Bullcrap. You spent the entire thread trying to derail the discussion.
Do you now, or have you ever used illicit drugs? Have you ever been detained by police, arrested or incarcerated? Have you ever been in the presence of a drug sniffing dog? Do you believe dogs should be used as bomb or explosive detectors?
There you go again. Trying to deflect legitimate criticism of rogue cops. What does my answer to any of those questions have to do with my comment that you led in with - about rogue cops deliberately training dogs for false positives? Nothing, nada, zip.
Where is your proof? Your wild and unsubstantiated accusations bring into question your mental stability.
Please point out ONE INSTANCE on this thread where you have supported the notion of limited government. It shouldn't be that hard if I am as wrong as your asinine response implies.
So your hate is accumulated. Maybe if you answer truthfully the questions posed to you earlier it would shed some light on your emotional tirades.
I don't hate cops. But jackasses like you stink up FR like a old diaper.
Then why do you make mindless, unsubstantiated accusations? You fail to address relevant questions and you emote like a little girl. That is indeed freaky!
I'm not a Libertarian.
You're a LIEberTARDian.
I heartily endorse and support ferreting out bad cops. Just as I support ferreting out bad journalists, teachers, clergy, electricians, politicians, etc. I can't help it if you are too emotional and overwrought to see it. The stinky diaper is the one you're wearing and soiling.
Once again, please feel free to show a post you have made on this thread supportive of limited government. My allegations are hardly baseless.
You fail to address relevant questions
Your claiming questions are relevant does not make them so. Once again, please tell me why my opinion on explosives-sniffing dogs has anything to do with crooked cops training dogs to give false positives.
And I am not a Libertarian. I am a registered Republican. But I also am a Constitutional conservative. I guess to an authoritarian like you, anyone who thinks the 4th Amendment should have actual meaning must be a libertine.
Oh, and maybe you could come up with your own putdowns instead of constantly recycling mine.

|---|

■ **TASKS FOR THIS EXERCISE**
- a) Write out the part of the forum argument about police dogs that opens with the words containing "Do you now, or" and closes with "Nothing, nada, zip.".
- b) Restate the paragraph of the forum argument about police dogs that begins "And I am not a Libertarian" in fewer words, keeping its main points.
- c) Continue the forum argument about police dogs from the point where it ends.
The listing comes from a separate source.

■ **Collected data**
|---|

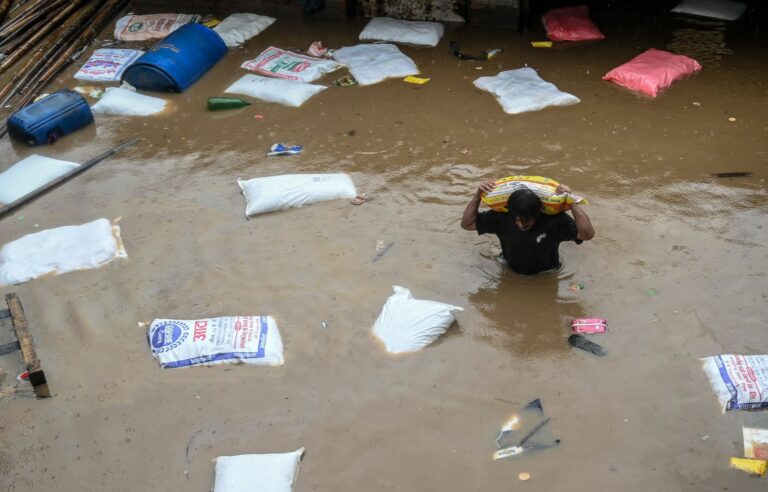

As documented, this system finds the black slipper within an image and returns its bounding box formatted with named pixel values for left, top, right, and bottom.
left=568, top=335, right=608, bottom=356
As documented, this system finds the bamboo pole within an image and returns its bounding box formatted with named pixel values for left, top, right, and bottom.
left=0, top=0, right=128, bottom=138
left=0, top=0, right=68, bottom=40
left=0, top=138, right=139, bottom=219
left=0, top=1, right=99, bottom=103
left=0, top=0, right=13, bottom=22
left=19, top=0, right=123, bottom=100
left=0, top=0, right=84, bottom=74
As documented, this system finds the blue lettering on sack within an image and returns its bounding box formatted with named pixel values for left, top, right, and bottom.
left=150, top=321, right=189, bottom=354
left=715, top=355, right=740, bottom=410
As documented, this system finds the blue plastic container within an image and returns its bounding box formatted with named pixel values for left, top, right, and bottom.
left=8, top=90, right=93, bottom=145
left=123, top=24, right=227, bottom=92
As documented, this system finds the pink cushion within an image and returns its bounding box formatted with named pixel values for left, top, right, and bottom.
left=603, top=48, right=701, bottom=97
left=541, top=5, right=605, bottom=41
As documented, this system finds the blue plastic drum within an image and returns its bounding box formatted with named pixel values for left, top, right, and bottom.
left=123, top=24, right=227, bottom=92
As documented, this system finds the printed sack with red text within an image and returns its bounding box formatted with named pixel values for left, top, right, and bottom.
left=240, top=46, right=341, bottom=82
left=541, top=5, right=605, bottom=41
left=603, top=48, right=701, bottom=97
left=701, top=354, right=768, bottom=411
left=147, top=316, right=283, bottom=368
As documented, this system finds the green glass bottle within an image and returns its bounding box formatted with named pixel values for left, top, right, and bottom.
left=208, top=97, right=251, bottom=111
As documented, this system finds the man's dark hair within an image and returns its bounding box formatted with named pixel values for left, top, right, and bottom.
left=507, top=188, right=542, bottom=222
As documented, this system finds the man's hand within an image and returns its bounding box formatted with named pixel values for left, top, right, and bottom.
left=461, top=179, right=496, bottom=231
left=476, top=179, right=496, bottom=196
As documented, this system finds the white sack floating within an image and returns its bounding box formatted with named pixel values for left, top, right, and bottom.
left=0, top=219, right=127, bottom=285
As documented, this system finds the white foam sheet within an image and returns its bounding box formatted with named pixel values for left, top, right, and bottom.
left=333, top=44, right=419, bottom=85
left=360, top=17, right=445, bottom=47
left=237, top=173, right=357, bottom=217
left=672, top=0, right=747, bottom=20
left=91, top=87, right=166, bottom=116
left=0, top=219, right=126, bottom=285
left=213, top=13, right=275, bottom=48
left=212, top=448, right=304, bottom=492
left=0, top=154, right=79, bottom=204
left=224, top=74, right=327, bottom=108
left=373, top=285, right=463, bottom=354
left=474, top=67, right=580, bottom=114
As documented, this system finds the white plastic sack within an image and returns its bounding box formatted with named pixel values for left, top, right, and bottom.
left=114, top=14, right=200, bottom=41
left=373, top=285, right=463, bottom=354
left=672, top=0, right=747, bottom=20
left=701, top=354, right=768, bottom=411
left=360, top=17, right=445, bottom=46
left=237, top=173, right=357, bottom=217
left=0, top=219, right=127, bottom=285
left=224, top=74, right=326, bottom=108
left=0, top=154, right=80, bottom=204
left=212, top=448, right=304, bottom=492
left=91, top=87, right=166, bottom=116
left=148, top=316, right=283, bottom=368
left=75, top=49, right=144, bottom=82
left=333, top=44, right=419, bottom=85
left=213, top=13, right=275, bottom=47
left=474, top=67, right=580, bottom=114
left=240, top=46, right=341, bottom=82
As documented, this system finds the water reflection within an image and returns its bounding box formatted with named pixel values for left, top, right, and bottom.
left=469, top=267, right=585, bottom=358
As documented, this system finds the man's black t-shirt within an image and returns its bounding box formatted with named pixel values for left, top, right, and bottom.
left=475, top=211, right=581, bottom=275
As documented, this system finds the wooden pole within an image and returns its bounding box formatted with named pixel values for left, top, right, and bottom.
left=14, top=0, right=127, bottom=106
left=0, top=0, right=88, bottom=74
left=5, top=292, right=51, bottom=398
left=0, top=138, right=139, bottom=219
left=0, top=2, right=98, bottom=107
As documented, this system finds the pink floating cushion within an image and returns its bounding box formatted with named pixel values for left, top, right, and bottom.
left=603, top=48, right=701, bottom=97
left=541, top=5, right=605, bottom=41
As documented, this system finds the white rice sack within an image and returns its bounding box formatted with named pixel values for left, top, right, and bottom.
left=0, top=154, right=80, bottom=204
left=333, top=44, right=419, bottom=85
left=91, top=87, right=166, bottom=116
left=701, top=354, right=768, bottom=411
left=237, top=173, right=357, bottom=217
left=240, top=46, right=341, bottom=82
left=114, top=14, right=200, bottom=41
left=0, top=219, right=126, bottom=285
left=75, top=49, right=144, bottom=82
left=224, top=75, right=326, bottom=108
left=148, top=316, right=283, bottom=368
left=212, top=448, right=304, bottom=492
left=360, top=17, right=445, bottom=46
left=373, top=285, right=463, bottom=354
left=672, top=0, right=747, bottom=20
left=213, top=13, right=275, bottom=48
left=474, top=67, right=580, bottom=114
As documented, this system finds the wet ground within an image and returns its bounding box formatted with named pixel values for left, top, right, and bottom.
left=0, top=7, right=768, bottom=492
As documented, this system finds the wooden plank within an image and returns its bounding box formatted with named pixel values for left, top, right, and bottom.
left=5, top=292, right=51, bottom=398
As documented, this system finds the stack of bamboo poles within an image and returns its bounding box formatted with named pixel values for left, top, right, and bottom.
left=0, top=0, right=128, bottom=138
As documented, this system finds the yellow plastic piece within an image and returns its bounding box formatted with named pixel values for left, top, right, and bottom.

|---|

■ **ANSWERS PROVIDED**
- a)
Do you now, or have you ever used illicit drugs? Have you ever been detained by police, arrested or incarcerated? Have you ever been in the presence of a drug sniffing dog? Do you believe dogs should be used as bomb or explosive detectors?
There you go again. Trying to deflect legitimate criticism of rogue cops. What does my answer to any of those questions have to do with my comment that you led in with - about rogue cops deliberately training dogs for false positives? Nothing, nada, zip.

- b) The writer denies being a Libertarian and says they are a registered Republican and a Constitutional conservative. They suggest that an authoritarian would see anyone who wants the 4th Amendment to have real meaning as a libertine.

- c)
Probably somewhere between 0.001% and 1%, if the police were stopping people at random times and places. But who other than you has suggested that police are doing that? I would guess that there are some places where, if some cops with binoculars were to stop all of the cars which entered the state after the occupant emerged from a store that was within sight of the border carrying a decent-sized bag, 5% or more of the cars stopped would be found to have some form of contraband (most likely an unlawful number of out-of-state cigarettes). The fact that someone was seen leaving a store where they could just as likely have bought legal goods as illegal ones should not be considered sufficient probable cause to justify searching that person's car, but contraband would be found in enough cars to make such efforts worthwhile (at least from the point of view of the cops).
And you know what is really funny? You take umbrage at being called an authoritarian - saying such is unsubstantiated - yet have no problem calling me a LIEberTARDian.
It’s called a double standard, bucko. I guess in your worldview, you are the only one allowed to pass judgement on the posts of others. If we do it to you, it’s unsubstantiated.
But I doubt you care. People with underlying agendas seldom do.
Your bullsquat, liberal tactics aren't working. You make the accusations and allegations, you provide the proof, substantiation and documentation.
And I am not a Libertarian. I am a registered Republican
You post like an overwrought, emotional LIEberTARDian.
Explain to me exactly how a dog can be trained to make false positive IDs. The handlers can claim the dog has made a drug identification at will, can't they?
Get a grip and stop acting and posting like a liberal, if you aren't as you claim.
Isn't that exactly what you are criticizing the cops of doing?